→ Stated goal
Reproduce every line of the listing below without changing anything.

--- START Supplied material ---

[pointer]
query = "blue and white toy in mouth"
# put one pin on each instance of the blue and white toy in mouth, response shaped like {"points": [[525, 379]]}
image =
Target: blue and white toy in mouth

--- END Supplied material ---

→ Task answer
[pointer]
query = "blue and white toy in mouth"
# put one pin on each instance of the blue and white toy in mouth, response shaped like {"points": [[525, 379]]}
image =
Target: blue and white toy in mouth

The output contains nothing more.